What the task requires: Give the total of lines holding the word "neck" in the records below, and nothing else.

(Saved data entries)
☆ ☆ ☆ ☆ ☆ ☆ ☆
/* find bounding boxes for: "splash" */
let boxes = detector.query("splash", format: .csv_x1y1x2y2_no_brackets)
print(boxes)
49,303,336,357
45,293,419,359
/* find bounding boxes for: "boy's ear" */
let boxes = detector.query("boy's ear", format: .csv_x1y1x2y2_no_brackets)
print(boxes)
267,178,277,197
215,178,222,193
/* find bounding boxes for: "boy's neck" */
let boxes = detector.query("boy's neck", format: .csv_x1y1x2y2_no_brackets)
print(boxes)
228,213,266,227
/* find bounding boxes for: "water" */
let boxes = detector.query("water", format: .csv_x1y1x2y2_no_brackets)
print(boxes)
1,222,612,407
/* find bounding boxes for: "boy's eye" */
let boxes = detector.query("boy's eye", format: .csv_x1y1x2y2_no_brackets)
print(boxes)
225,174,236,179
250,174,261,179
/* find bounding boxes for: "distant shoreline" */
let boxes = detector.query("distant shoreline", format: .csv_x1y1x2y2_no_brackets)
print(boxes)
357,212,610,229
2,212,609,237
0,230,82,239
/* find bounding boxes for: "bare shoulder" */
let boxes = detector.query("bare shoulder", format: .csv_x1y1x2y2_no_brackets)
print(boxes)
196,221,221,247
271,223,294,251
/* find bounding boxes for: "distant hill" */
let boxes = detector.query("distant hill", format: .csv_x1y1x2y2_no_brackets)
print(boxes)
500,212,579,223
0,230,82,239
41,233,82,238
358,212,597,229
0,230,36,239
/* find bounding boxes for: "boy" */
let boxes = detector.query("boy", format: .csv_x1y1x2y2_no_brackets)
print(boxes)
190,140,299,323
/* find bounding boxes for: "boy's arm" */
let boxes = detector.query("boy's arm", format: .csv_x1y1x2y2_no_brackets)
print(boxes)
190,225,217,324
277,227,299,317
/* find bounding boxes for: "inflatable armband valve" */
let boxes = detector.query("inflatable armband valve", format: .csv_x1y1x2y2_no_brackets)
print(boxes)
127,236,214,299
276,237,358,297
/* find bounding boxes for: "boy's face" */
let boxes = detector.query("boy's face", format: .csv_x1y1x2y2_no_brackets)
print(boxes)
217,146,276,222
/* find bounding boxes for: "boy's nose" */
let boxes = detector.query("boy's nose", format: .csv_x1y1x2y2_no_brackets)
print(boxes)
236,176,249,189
☆ ☆ ☆ ☆ ☆ ☆ ☆
The answer: 2